### Exercise goal
Format every line of the records below as a JSON list of strings, one string per line, leaving out blank lines.

- - -

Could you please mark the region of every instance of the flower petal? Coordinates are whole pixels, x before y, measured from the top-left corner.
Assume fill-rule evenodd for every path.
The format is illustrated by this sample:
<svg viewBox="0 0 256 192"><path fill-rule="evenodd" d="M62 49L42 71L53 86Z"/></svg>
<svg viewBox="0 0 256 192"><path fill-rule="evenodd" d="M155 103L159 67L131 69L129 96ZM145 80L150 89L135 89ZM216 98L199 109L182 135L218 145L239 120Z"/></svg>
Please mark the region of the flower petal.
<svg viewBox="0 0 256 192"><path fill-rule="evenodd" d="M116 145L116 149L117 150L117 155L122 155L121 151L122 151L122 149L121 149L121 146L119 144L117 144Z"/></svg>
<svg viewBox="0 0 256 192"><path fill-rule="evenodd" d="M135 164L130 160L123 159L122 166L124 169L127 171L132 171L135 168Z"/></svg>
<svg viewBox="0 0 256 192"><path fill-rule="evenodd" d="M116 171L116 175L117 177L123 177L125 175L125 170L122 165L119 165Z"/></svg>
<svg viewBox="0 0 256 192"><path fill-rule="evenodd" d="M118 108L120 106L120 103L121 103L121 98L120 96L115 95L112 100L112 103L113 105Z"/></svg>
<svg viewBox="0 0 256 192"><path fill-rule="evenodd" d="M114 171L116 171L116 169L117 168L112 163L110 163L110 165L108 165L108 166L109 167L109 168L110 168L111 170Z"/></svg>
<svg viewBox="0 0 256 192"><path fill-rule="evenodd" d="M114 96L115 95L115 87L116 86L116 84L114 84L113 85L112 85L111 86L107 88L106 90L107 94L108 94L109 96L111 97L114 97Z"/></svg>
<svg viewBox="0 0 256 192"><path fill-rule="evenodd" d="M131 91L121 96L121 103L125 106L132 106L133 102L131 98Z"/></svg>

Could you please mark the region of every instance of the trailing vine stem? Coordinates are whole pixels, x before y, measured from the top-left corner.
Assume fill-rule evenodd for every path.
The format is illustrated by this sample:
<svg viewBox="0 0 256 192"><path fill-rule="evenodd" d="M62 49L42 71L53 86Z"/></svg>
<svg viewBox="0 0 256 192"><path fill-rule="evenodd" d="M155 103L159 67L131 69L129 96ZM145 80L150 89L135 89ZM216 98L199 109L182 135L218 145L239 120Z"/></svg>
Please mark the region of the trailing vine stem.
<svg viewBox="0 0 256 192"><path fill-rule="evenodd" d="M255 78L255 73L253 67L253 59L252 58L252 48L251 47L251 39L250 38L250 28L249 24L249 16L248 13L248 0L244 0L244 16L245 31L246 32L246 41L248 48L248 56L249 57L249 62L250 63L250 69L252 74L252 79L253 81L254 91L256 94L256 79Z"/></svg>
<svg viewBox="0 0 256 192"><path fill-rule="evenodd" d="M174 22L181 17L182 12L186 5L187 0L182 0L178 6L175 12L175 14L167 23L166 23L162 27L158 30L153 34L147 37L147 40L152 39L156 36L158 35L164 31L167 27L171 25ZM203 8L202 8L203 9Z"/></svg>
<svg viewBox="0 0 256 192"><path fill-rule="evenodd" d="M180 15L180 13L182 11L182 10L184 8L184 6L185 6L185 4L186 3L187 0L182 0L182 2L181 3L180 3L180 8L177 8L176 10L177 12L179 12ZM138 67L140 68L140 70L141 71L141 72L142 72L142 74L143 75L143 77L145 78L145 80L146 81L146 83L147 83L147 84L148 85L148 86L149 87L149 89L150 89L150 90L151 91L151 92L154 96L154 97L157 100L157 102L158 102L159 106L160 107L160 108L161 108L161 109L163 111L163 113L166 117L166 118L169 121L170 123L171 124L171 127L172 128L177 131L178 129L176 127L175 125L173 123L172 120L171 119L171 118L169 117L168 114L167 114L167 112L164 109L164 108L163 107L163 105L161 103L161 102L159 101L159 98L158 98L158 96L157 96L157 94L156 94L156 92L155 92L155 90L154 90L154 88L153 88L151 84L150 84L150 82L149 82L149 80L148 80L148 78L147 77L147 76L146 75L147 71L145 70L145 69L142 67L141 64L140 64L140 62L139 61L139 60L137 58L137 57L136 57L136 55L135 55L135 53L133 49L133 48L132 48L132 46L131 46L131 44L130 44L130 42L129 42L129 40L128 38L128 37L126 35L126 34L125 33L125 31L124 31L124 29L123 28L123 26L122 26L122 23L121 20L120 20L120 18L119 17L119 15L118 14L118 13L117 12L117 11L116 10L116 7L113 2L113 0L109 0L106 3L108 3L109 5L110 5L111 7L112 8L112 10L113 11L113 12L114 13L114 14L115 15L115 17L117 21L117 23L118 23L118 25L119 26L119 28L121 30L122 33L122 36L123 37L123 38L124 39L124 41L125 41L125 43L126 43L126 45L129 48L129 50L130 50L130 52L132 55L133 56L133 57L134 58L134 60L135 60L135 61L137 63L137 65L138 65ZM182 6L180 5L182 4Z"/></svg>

- - -

### Finished answer
[
  "Could you please mark the region of every instance of the flower petal? Coordinates are whole pixels, x before y, measured from the top-left corner.",
  "Assume fill-rule evenodd for every path.",
  "The format is illustrated by this sample:",
  "<svg viewBox=\"0 0 256 192\"><path fill-rule=\"evenodd\" d=\"M62 49L42 71L53 86Z\"/></svg>",
  "<svg viewBox=\"0 0 256 192\"><path fill-rule=\"evenodd\" d=\"M155 103L159 67L131 69L129 96ZM145 80L150 89L135 89ZM216 98L199 109L182 135L218 145L239 120Z\"/></svg>",
  "Please mark the region of the flower petal.",
  "<svg viewBox=\"0 0 256 192\"><path fill-rule=\"evenodd\" d=\"M116 145L116 149L117 150L117 155L122 155L121 151L122 151L122 149L121 149L121 146L119 144L117 144Z\"/></svg>",
  "<svg viewBox=\"0 0 256 192\"><path fill-rule=\"evenodd\" d=\"M135 164L130 160L123 159L122 166L124 169L127 171L132 171L135 168Z\"/></svg>",
  "<svg viewBox=\"0 0 256 192\"><path fill-rule=\"evenodd\" d=\"M116 171L116 175L117 177L123 177L125 175L125 170L122 165L119 165Z\"/></svg>",
  "<svg viewBox=\"0 0 256 192\"><path fill-rule=\"evenodd\" d=\"M118 108L120 106L120 103L121 103L121 98L120 96L115 95L112 100L112 103L113 105Z\"/></svg>",
  "<svg viewBox=\"0 0 256 192\"><path fill-rule=\"evenodd\" d=\"M114 171L116 171L116 169L117 168L112 163L110 163L110 165L108 165L108 166L109 167L109 168L110 168L111 170Z\"/></svg>",
  "<svg viewBox=\"0 0 256 192\"><path fill-rule=\"evenodd\" d=\"M114 96L115 95L115 87L116 86L116 84L114 84L113 85L112 85L111 86L107 88L106 90L107 94L108 94L109 96L111 97L114 97Z\"/></svg>",
  "<svg viewBox=\"0 0 256 192\"><path fill-rule=\"evenodd\" d=\"M131 91L121 96L121 103L125 106L132 106L133 102L131 98Z\"/></svg>",
  "Could you please mark the region of every instance of the trailing vine stem? Coordinates are whole pixels, x before y, measured from the top-left corner.",
  "Assume fill-rule evenodd for every path.",
  "The format is illustrated by this sample:",
  "<svg viewBox=\"0 0 256 192\"><path fill-rule=\"evenodd\" d=\"M62 49L42 71L53 86Z\"/></svg>",
  "<svg viewBox=\"0 0 256 192\"><path fill-rule=\"evenodd\" d=\"M155 103L159 67L131 69L129 96ZM145 80L150 89L135 89ZM216 98L199 109L182 135L218 145L239 120Z\"/></svg>",
  "Please mark the region of the trailing vine stem.",
  "<svg viewBox=\"0 0 256 192\"><path fill-rule=\"evenodd\" d=\"M255 78L255 73L253 67L253 59L252 58L252 48L251 47L251 39L250 38L250 28L249 24L249 16L248 13L248 0L244 0L244 16L245 31L246 32L246 41L248 48L248 56L249 57L249 62L250 63L250 69L252 74L252 79L253 81L254 91L256 94L256 79Z\"/></svg>",
  "<svg viewBox=\"0 0 256 192\"><path fill-rule=\"evenodd\" d=\"M174 22L181 17L182 12L186 5L187 0L182 0L178 6L175 12L175 14L167 23L166 23L162 27L158 30L153 34L147 37L147 40L152 39L156 36L158 35L164 31L167 27L171 25ZM203 8L202 8L203 9Z\"/></svg>",
  "<svg viewBox=\"0 0 256 192\"><path fill-rule=\"evenodd\" d=\"M180 15L180 13L182 11L182 10L184 8L184 6L185 6L185 4L186 3L187 0L182 0L182 2L181 3L180 3L180 8L177 8L176 10L177 12L179 12ZM138 67L140 68L140 70L141 71L141 72L142 72L142 74L143 75L143 77L145 78L145 80L146 81L146 83L147 83L147 84L148 85L148 86L149 87L149 89L150 89L150 90L151 91L151 92L154 96L154 97L157 100L157 102L158 102L159 106L160 107L160 108L161 108L161 109L163 111L163 113L166 117L166 118L169 121L170 123L171 124L171 127L172 128L177 131L178 129L176 127L175 125L173 123L172 120L171 119L171 118L169 117L168 114L167 114L167 112L164 109L164 108L163 107L163 105L161 103L161 102L159 101L159 98L158 98L158 96L157 96L157 94L156 94L156 92L155 92L155 90L154 90L154 88L153 88L151 84L150 84L150 82L149 82L149 80L148 80L148 78L147 77L147 76L146 75L147 71L145 70L145 69L142 67L141 64L140 64L140 62L139 61L139 60L137 58L137 57L136 57L136 55L135 55L135 53L133 49L133 48L132 48L132 46L131 46L131 44L130 44L130 42L129 42L129 40L128 38L128 37L126 35L126 34L125 33L125 31L124 31L124 29L123 28L123 26L122 26L122 23L121 20L120 20L120 18L119 17L119 15L118 14L118 13L117 12L117 11L116 10L116 7L113 2L113 0L109 0L106 3L108 3L109 5L110 5L111 7L112 8L112 10L113 11L113 12L114 13L114 14L115 15L115 17L117 21L117 23L118 23L118 25L119 26L119 28L121 30L122 33L122 36L123 37L123 38L124 39L124 41L125 41L125 43L126 43L126 45L129 48L129 50L130 50L130 52L132 55L133 56L133 57L134 58L134 60L135 60L135 61L137 63L137 65L138 65ZM182 6L180 5L182 4Z\"/></svg>"
]